• _TASK OBJECTIVE_: Reproduce all of the data exactly.

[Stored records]
———

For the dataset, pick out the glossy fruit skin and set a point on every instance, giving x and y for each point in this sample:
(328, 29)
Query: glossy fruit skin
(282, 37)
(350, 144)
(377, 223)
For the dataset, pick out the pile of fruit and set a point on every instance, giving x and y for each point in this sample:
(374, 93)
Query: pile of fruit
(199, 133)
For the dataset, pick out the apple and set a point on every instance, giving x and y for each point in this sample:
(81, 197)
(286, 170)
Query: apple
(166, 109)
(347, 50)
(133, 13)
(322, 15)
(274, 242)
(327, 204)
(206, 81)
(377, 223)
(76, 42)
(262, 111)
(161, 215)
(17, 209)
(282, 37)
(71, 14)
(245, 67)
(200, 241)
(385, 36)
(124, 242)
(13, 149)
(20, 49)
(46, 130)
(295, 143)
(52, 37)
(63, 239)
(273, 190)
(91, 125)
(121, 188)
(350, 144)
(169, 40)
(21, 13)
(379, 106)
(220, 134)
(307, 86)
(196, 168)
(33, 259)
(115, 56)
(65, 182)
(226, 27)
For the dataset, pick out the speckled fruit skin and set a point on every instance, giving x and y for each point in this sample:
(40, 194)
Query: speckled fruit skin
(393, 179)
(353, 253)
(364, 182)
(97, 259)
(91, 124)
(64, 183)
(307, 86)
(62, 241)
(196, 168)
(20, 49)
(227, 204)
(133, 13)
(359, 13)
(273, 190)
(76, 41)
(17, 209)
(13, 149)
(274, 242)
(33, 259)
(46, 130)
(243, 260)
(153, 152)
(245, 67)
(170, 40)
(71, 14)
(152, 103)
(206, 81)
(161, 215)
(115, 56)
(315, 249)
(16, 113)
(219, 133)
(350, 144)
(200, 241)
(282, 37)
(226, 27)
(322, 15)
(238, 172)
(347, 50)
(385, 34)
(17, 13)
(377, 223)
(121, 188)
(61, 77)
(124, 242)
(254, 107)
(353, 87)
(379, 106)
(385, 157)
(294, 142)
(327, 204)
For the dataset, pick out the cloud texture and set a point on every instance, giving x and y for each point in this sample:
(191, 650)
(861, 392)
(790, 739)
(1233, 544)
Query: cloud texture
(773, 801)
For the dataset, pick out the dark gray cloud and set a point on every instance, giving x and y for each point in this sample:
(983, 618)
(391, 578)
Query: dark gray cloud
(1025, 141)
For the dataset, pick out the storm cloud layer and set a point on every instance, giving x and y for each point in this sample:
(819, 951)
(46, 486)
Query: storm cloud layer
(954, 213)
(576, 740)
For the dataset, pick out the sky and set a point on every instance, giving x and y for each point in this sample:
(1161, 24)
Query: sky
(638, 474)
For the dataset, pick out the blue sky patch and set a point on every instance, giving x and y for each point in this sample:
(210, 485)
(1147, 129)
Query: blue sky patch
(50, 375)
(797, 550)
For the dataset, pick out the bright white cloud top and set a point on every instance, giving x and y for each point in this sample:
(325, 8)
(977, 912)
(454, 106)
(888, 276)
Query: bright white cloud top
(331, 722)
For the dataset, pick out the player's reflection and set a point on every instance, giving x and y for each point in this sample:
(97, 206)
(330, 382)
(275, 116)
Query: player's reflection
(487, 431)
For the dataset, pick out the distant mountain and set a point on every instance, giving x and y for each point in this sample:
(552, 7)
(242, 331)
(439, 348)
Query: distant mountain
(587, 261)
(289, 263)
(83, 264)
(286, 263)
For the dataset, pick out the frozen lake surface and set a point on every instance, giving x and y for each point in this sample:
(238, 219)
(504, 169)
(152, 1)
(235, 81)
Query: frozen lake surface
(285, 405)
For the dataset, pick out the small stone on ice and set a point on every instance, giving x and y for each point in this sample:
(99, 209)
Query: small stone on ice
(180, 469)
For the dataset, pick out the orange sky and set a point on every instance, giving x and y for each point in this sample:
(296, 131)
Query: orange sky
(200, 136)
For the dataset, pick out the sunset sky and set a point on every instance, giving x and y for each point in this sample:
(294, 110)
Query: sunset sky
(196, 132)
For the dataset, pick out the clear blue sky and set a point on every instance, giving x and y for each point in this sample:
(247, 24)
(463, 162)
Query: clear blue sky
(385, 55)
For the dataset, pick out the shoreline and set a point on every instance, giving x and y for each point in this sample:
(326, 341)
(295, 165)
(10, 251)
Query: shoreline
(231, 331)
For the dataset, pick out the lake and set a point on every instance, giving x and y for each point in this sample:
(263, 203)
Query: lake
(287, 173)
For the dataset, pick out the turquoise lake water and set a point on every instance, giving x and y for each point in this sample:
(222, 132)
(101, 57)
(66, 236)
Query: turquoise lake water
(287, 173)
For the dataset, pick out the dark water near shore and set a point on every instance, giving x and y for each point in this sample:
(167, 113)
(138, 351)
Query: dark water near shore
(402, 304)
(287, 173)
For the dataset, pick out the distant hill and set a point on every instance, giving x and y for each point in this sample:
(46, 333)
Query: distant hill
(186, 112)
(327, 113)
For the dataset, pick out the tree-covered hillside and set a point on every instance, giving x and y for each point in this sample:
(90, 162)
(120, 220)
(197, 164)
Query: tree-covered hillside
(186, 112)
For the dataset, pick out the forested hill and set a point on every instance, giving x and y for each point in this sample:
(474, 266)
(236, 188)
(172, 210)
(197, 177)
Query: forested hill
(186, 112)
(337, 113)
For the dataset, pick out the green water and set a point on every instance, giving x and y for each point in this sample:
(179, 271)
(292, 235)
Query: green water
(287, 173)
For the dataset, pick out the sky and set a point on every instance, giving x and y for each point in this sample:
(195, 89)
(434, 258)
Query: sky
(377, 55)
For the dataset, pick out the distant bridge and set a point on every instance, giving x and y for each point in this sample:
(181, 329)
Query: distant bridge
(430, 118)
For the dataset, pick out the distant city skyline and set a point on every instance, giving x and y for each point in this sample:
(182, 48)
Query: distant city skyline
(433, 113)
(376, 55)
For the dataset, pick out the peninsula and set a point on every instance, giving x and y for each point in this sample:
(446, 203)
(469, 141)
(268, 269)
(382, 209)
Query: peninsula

———

• _WRITTEN RESPONSE_:
For the dataset, pick out the glossy fruit skin and set a point on every instance, giving x and y for each point in this sample:
(328, 29)
Query: glossy fruit skin
(282, 37)
(350, 144)
(377, 223)
For the dataset, pick out the pile of fruit and set a point on every instance, giving x and y for each point in this sample:
(374, 93)
Query: pile of fruit
(199, 133)
For the dataset, pick out the apple and set a point on every instance, giving x and y for each point in this sample:
(81, 197)
(286, 170)
Query: apple
(166, 109)
(347, 50)
(133, 13)
(322, 15)
(274, 242)
(327, 204)
(206, 81)
(377, 223)
(76, 42)
(262, 111)
(161, 215)
(17, 209)
(282, 37)
(71, 14)
(245, 67)
(200, 241)
(385, 36)
(124, 242)
(13, 149)
(20, 49)
(46, 130)
(295, 143)
(52, 37)
(63, 239)
(273, 190)
(91, 125)
(121, 188)
(350, 144)
(169, 40)
(21, 13)
(379, 106)
(220, 134)
(307, 86)
(196, 168)
(33, 259)
(115, 56)
(65, 182)
(226, 27)
For the dataset, pick out the speckled fruit skin and set a point on every instance, giving x and y for each point in this sample:
(40, 194)
Query: speckled fruit skin
(393, 179)
(353, 253)
(364, 182)
(97, 259)
(91, 124)
(64, 183)
(307, 86)
(62, 241)
(196, 168)
(20, 49)
(227, 204)
(133, 13)
(359, 13)
(273, 190)
(76, 41)
(17, 209)
(13, 149)
(274, 242)
(33, 259)
(46, 130)
(243, 260)
(153, 152)
(245, 67)
(170, 40)
(71, 14)
(152, 103)
(206, 81)
(161, 215)
(115, 56)
(315, 249)
(16, 113)
(219, 133)
(350, 144)
(200, 241)
(282, 37)
(226, 27)
(322, 15)
(238, 172)
(347, 50)
(385, 34)
(17, 13)
(377, 223)
(121, 188)
(61, 77)
(124, 242)
(254, 107)
(353, 87)
(379, 106)
(385, 157)
(294, 142)
(327, 204)
For the dataset, pick out the cloud texture and set a point on every instance, giving x and y for each point in this sample:
(191, 650)
(861, 392)
(790, 739)
(1233, 544)
Query: cloud texture
(773, 801)
For the dataset, pick out the dark gray cloud and set a point on every instance, giving x and y for each point in this sample:
(983, 618)
(391, 578)
Query: dark gray cloud
(1025, 141)
For the dataset, pick out the storm cloud layer and set a point on every instance, giving x and y for each point in this sample:
(819, 951)
(46, 486)
Query: storm cloud layer
(954, 213)
(576, 740)
For the dataset, pick out the sky and set a point on every instance, giving x and y for each point in this sample:
(1161, 24)
Query: sky
(638, 474)
For the dataset, pick out the blue sky patch and set a point on every instance, giving x and y for each point in this sample:
(210, 485)
(1147, 129)
Query: blue sky patch
(50, 375)
(797, 550)
For the dataset, pick out the bright white cloud top and set a point on every instance, giving x and y for each point in this sample:
(325, 8)
(977, 912)
(454, 106)
(888, 276)
Query: bright white cloud top
(331, 722)
For the dataset, pick out the player's reflection and set a point on every instance, giving x and y for each point in this sample:
(97, 206)
(330, 382)
(275, 116)
Query: player's reflection
(487, 431)
For the dataset, pick out the distant mountain and set a point on every instance, giving x and y for each point in this sample:
(552, 7)
(242, 331)
(439, 348)
Query: distant mountain
(587, 261)
(289, 263)
(83, 264)
(286, 263)
For the dataset, pick out the frozen lake surface and set a point on every instance, giving x and y for each point in this sample:
(238, 219)
(504, 169)
(152, 1)
(235, 81)
Query: frozen lake surface
(285, 405)
For the dataset, pick out the small stone on ice and set a point on every instance, giving x and y for each point in this sample:
(99, 209)
Query: small stone on ice
(180, 469)
For the dataset, pick out the orange sky and set a point on every instance, giving x and y for each point in this sample:
(296, 131)
Query: orange sky
(200, 136)
For the dataset, pick out the sunset sky and set a point on every instance, giving x and y for each point in this sample:
(294, 110)
Query: sunset sky
(196, 132)
For the dataset, pick out the clear blue sky and set a point on every instance, giving x and y for each point in this sample:
(247, 24)
(463, 162)
Query: clear blue sky
(385, 55)
For the dataset, pick out the shoreline and set a point on every instance, giving x and y for each point in this sample:
(326, 341)
(295, 165)
(10, 251)
Query: shoreline
(231, 331)
For the dataset, pick out the lake and set a point on every instance, giving x and y for each point in this sample:
(263, 203)
Query: lake
(287, 173)
For the dataset, pick out the turquoise lake water and set a point on every instance, giving x and y for each point in this sample:
(222, 132)
(101, 57)
(66, 236)
Query: turquoise lake water
(287, 173)
For the dataset, pick out the dark water near shore and set a point on every instance, giving x and y for each point in this sample:
(167, 113)
(138, 351)
Query: dark water near shore
(402, 304)
(287, 173)
For the dataset, pick out the distant hill and set a point on every instance, giving x and y for each point in this sample:
(46, 333)
Query: distant hill
(186, 112)
(327, 113)
For the dataset, pick out the tree-covered hillside and set a point on every instance, giving x and y for each point in this sample:
(90, 162)
(120, 220)
(197, 164)
Query: tree-covered hillside
(186, 112)
For the dataset, pick out the forested hill and set a point on every instance, giving x and y for each point in this sample:
(474, 266)
(236, 188)
(172, 210)
(197, 177)
Query: forested hill
(186, 112)
(337, 113)
For the dataset, pick out the green water and set a point on every instance, giving x and y for each point in this sample:
(179, 271)
(292, 235)
Query: green water
(287, 173)
For the dataset, pick out the sky and set a point on every instance, giving x and y for each point in this sample:
(195, 89)
(434, 258)
Query: sky
(377, 55)
For the dataset, pick out the distant bridge and set a point on every instance, giving x and y for each point in this sample:
(181, 329)
Query: distant bridge
(430, 118)
For the dataset, pick out the distant city skyline and set a point on every instance, giving x and y for each point in this sample:
(182, 48)
Query: distant city skyline
(433, 113)
(376, 55)
For the dataset, pick out the peninsula and set a point on every instance, giving x and y for each point in this sample:
(446, 203)
(469, 141)
(268, 269)
(382, 209)
Query: peninsula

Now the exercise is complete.